▸ **WHAT NEEDS TO BE DONE**:
Reproduce every line of the records below, requests included, with each point coordinate in the answers multiplied by 0.8 and rounded to a whole number, halves rounding up. Leave the numbers in the requests and their sample formats unchanged.

Object location annotation data

....

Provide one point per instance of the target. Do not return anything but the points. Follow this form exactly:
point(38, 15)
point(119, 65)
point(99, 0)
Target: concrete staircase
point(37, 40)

....

▸ **OUTPUT FOR THIS EXERCISE**:
Provide one point per instance of the target. Do not return anything but the points. Follow this form exactly:
point(38, 15)
point(119, 65)
point(99, 0)
Target: concrete staircase
point(30, 32)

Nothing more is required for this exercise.